Challenge → Count the lines in the data file below that contain the string "leaf", and give only the number.

Part of a data file:
++++++++++

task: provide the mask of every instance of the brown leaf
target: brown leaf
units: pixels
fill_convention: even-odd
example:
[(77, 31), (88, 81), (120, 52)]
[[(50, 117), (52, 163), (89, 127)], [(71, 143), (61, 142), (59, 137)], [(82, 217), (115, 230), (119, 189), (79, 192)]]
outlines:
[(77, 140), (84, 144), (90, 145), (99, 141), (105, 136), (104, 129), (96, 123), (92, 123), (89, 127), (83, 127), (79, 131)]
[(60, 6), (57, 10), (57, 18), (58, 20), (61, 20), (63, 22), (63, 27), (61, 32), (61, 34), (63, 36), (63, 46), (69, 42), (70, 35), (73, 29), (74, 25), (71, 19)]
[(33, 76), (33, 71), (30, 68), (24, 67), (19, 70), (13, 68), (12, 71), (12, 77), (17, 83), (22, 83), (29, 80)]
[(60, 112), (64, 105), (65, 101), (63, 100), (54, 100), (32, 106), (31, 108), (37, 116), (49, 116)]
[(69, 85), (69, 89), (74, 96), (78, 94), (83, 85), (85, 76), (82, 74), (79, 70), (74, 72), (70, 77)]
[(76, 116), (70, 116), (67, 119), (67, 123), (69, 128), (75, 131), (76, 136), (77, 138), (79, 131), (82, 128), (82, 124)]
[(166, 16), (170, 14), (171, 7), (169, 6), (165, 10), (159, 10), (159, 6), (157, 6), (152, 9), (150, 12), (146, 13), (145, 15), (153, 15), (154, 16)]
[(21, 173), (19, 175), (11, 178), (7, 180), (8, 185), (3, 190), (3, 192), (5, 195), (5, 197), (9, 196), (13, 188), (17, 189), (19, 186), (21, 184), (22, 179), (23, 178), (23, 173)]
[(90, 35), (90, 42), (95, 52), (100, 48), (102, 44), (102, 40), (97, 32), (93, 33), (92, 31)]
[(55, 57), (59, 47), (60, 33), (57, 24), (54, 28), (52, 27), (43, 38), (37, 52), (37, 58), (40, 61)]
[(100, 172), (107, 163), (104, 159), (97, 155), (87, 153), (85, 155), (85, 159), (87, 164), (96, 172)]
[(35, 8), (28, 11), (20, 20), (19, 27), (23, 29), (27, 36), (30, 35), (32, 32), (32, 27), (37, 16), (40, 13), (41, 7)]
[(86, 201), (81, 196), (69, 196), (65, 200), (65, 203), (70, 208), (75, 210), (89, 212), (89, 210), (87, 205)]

++++++++++

Response for this exercise → 2